Directions:
Repeat the records below verbatim, and do not copy their pictures.
[Working data — start]
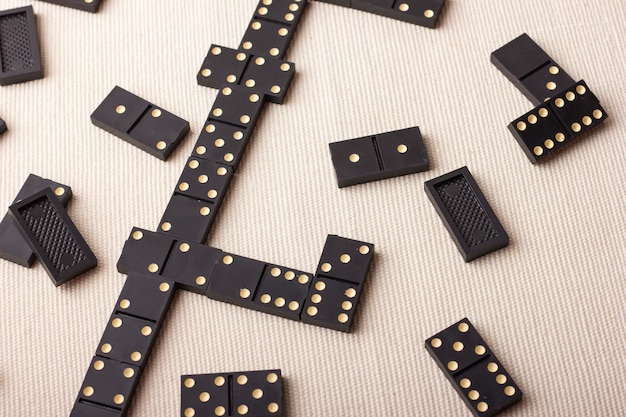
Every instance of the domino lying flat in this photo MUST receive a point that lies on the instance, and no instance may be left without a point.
(13, 246)
(473, 369)
(419, 12)
(564, 109)
(530, 69)
(140, 123)
(52, 236)
(253, 394)
(373, 158)
(465, 212)
(19, 43)
(86, 5)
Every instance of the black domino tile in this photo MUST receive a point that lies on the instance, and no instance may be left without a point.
(52, 236)
(109, 383)
(222, 142)
(188, 218)
(345, 259)
(13, 246)
(286, 12)
(269, 76)
(85, 409)
(147, 297)
(205, 395)
(331, 304)
(140, 123)
(267, 38)
(530, 69)
(206, 180)
(419, 12)
(222, 66)
(252, 393)
(344, 3)
(235, 280)
(85, 5)
(378, 157)
(144, 251)
(539, 133)
(466, 214)
(128, 339)
(191, 265)
(578, 108)
(283, 291)
(472, 368)
(257, 393)
(19, 46)
(238, 106)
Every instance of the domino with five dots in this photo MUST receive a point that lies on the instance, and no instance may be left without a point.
(140, 123)
(473, 369)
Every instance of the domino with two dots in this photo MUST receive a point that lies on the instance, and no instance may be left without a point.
(253, 394)
(373, 158)
(140, 123)
(473, 369)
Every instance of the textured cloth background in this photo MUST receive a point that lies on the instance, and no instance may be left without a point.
(551, 305)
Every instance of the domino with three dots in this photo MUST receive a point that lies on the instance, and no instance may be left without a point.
(335, 292)
(140, 123)
(13, 246)
(85, 5)
(378, 157)
(472, 368)
(253, 394)
(52, 236)
(552, 125)
(466, 214)
(19, 43)
(530, 69)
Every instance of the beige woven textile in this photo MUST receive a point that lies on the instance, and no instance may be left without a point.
(550, 305)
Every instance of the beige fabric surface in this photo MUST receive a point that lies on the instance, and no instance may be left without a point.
(550, 305)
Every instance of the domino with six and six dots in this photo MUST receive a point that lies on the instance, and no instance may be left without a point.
(373, 158)
(336, 289)
(13, 246)
(472, 368)
(85, 5)
(552, 125)
(222, 142)
(140, 123)
(530, 69)
(52, 236)
(19, 43)
(253, 394)
(466, 214)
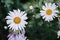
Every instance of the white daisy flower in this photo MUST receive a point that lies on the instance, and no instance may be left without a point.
(49, 11)
(58, 33)
(16, 19)
(20, 36)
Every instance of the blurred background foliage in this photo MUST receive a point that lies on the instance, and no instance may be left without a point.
(37, 28)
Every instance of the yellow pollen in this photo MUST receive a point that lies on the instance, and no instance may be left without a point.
(48, 11)
(17, 20)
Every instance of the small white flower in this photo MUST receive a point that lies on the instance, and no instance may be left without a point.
(16, 20)
(49, 11)
(58, 33)
(30, 7)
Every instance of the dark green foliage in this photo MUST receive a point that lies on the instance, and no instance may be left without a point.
(37, 28)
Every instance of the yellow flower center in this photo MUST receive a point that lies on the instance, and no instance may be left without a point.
(48, 11)
(17, 20)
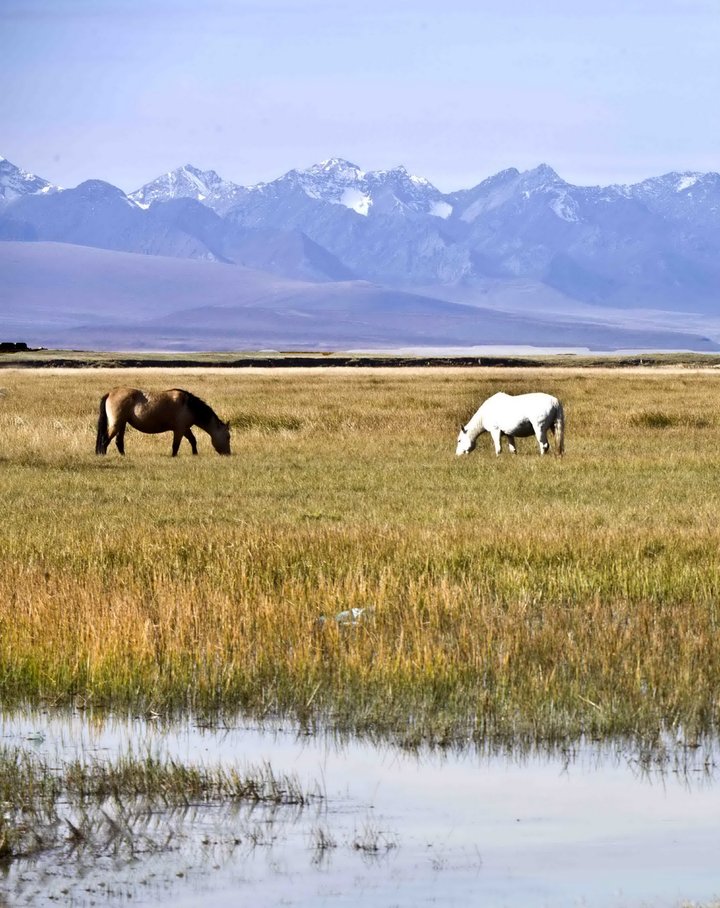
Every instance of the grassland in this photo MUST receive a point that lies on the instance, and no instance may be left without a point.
(512, 599)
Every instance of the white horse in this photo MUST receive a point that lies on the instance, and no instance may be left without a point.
(518, 415)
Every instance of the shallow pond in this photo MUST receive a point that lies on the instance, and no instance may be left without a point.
(594, 827)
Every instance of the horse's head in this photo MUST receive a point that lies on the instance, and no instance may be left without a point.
(465, 443)
(220, 437)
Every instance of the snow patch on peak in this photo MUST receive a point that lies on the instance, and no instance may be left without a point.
(356, 200)
(686, 180)
(565, 208)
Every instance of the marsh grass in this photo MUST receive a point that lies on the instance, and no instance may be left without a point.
(111, 806)
(512, 598)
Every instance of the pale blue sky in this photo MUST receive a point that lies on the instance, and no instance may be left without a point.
(123, 90)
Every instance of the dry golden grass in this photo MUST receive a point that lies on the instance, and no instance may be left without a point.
(526, 597)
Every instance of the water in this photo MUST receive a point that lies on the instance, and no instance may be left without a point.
(590, 828)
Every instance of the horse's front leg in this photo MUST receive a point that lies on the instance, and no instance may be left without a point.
(191, 438)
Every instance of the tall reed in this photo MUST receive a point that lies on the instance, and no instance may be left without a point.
(526, 596)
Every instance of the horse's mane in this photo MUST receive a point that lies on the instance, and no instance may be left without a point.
(202, 412)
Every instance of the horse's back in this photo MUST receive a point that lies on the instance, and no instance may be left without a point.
(518, 413)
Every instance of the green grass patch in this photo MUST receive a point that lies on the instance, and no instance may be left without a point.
(526, 597)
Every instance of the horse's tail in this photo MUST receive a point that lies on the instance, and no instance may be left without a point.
(102, 437)
(560, 429)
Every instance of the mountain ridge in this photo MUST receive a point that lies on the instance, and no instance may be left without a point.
(653, 245)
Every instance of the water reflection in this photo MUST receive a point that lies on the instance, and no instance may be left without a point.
(591, 824)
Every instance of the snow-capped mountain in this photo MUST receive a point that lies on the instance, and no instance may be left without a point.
(651, 245)
(374, 192)
(16, 183)
(189, 182)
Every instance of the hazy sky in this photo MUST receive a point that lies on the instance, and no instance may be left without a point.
[Working data — finish]
Task response:
Every instance of the domino lying flat in this photo MUST receive a point that lies on the instance, and no instance may be left without a point.
(13, 246)
(473, 369)
(419, 12)
(564, 109)
(530, 69)
(140, 123)
(52, 236)
(253, 394)
(373, 158)
(465, 212)
(19, 43)
(86, 5)
Every instance of the black domino tile in this photo MUST receive a point that lies on the instance, and no instance may be left without a point.
(52, 236)
(109, 383)
(222, 142)
(188, 218)
(345, 259)
(13, 246)
(286, 12)
(269, 76)
(85, 409)
(147, 297)
(205, 395)
(331, 304)
(140, 123)
(267, 38)
(530, 69)
(206, 180)
(419, 12)
(222, 66)
(252, 393)
(344, 3)
(235, 280)
(85, 5)
(378, 157)
(144, 251)
(539, 133)
(466, 214)
(128, 339)
(191, 265)
(578, 108)
(283, 291)
(472, 368)
(257, 393)
(19, 46)
(238, 106)
Every instance of the domino with five dots in this photo MUST receive a point that lies on the instance, and no instance may be left without a point.
(140, 123)
(473, 369)
Every instance of the domino with two dots in this photo MUST receive a point that lies on the instance, and no instance may be left without a point.
(253, 394)
(373, 158)
(140, 123)
(473, 369)
Every instance of the textured cloth background in this photo MUST receive a point that lies on the instance, and no instance may be left without a point.
(551, 305)
Every instance of the domino with three dots in this photo MUST receive a point that lies on the instance, and no instance may be left without a point.
(335, 292)
(140, 123)
(13, 246)
(85, 5)
(378, 157)
(472, 368)
(253, 394)
(52, 236)
(552, 125)
(466, 214)
(19, 43)
(530, 69)
Every instance of the beige woven textile in this photo MUST receive a point that lies on the instance, and no instance may be left without a point.
(550, 305)
Every instance of the beige fabric surface in this photo MUST receive a point that lies on the instance, and no instance may be left without a point.
(550, 305)
Every instance of the domino with six and six dots in this photo MUST receive a point that lies on the instance, and no instance may be left without a point.
(373, 158)
(336, 289)
(13, 246)
(472, 368)
(85, 5)
(552, 125)
(222, 142)
(140, 123)
(530, 69)
(52, 236)
(19, 43)
(253, 394)
(466, 214)
Every instance of the white daisy flower in this photo MUST receive a point that lies on the instance, and no instance may be left without a point.
(49, 11)
(58, 33)
(16, 19)
(20, 36)
Every instance of the blurred background foliage in this photo MUST receive a point that lies on the instance, and no instance may be left without a point.
(37, 28)
Every instance of the yellow pollen in this photo MUST receive a point that lies on the instance, and no instance may be left without a point.
(48, 11)
(17, 20)
Every instance of the small white flower in this photo MUST receive a point that lies on the instance, and no instance may be left without a point.
(16, 20)
(49, 11)
(58, 33)
(30, 7)
Every instance of the dark green foliage in this photo MUST receive a point that lies on the instance, and no instance may be left without a point.
(37, 28)
Every instance of the yellow flower center in this photo MUST receive a point that lies on the instance, and no instance may be left without a point.
(48, 11)
(17, 20)
Every instance of the grassland in this photo MUST receive a point that lies on the instance, and no instance may be left without a point.
(512, 599)
Every instance of the white horse in this photo MUST receive a point that lies on the instance, and no instance may be left without a point.
(518, 415)
Every instance of the shallow pond in this photo MUST receive a point that lies on the instance, and no instance may be left without a point.
(594, 827)
Every instance of the horse's head in this photo MUST receive a point that lies on the instance, and no instance may be left without a point.
(465, 443)
(220, 437)
Every instance of the snow patch on peak in this photo MUST receive a point that lies on the instance, and no instance may be left without a point.
(356, 200)
(686, 180)
(565, 208)
Every instance of the marsh grass in this photo MUST receive a point that lies on the instance, and no instance may be left without a point.
(111, 806)
(512, 598)
Every instance of the pale blue sky in this photo MUST receive a point that lies on the instance, and no instance may be left without a point.
(123, 90)
Every instance of the dry golden grass in this photo MUST receive a point that lies on the instance, and no instance may be left without a point.
(526, 597)
Every instance of the water in this photo MUST receive a point that lies on the instance, and no instance may be left without a point.
(590, 828)
Every instance of the horse's front leg in this photo MUST receive a point that lies on the instance, and no instance may be left without a point.
(191, 438)
Every instance of the tall reed in this photo MUST receive a point that lies on the instance, and no instance may be left without a point.
(526, 596)
Every instance of the horse's mane in this photo MUST receive a point that lies on the instance, and no instance may be left without a point.
(202, 412)
Every instance of the horse's back in this photo MUST receive a point that lies on the instance, and no instance may be left without a point.
(518, 413)
Every instance of the green grass patch in this photo MUST receive a point that lies on the instance, and no instance may be left without a point.
(526, 597)
Every instance of the horse's tail in this photo MUST receive a point that lies on the instance, and no instance may be left without a point.
(102, 437)
(560, 429)
Every instance of the mountain ridge in this photo MUST receive a point that lies on the instance, and no instance may be left without a point.
(653, 245)
Every instance of the water reflection in this photo MUST receive a point that lies on the instance, and no instance may be left without a point.
(591, 824)
Every instance of the snow-capped mountain in this photo MUST receive a point that lies on the instance, and no instance may be left without a point.
(651, 245)
(374, 192)
(16, 183)
(189, 182)
Every instance of the hazy sky in this photo MUST receive a point that lies on the instance, and no instance may be left without a point.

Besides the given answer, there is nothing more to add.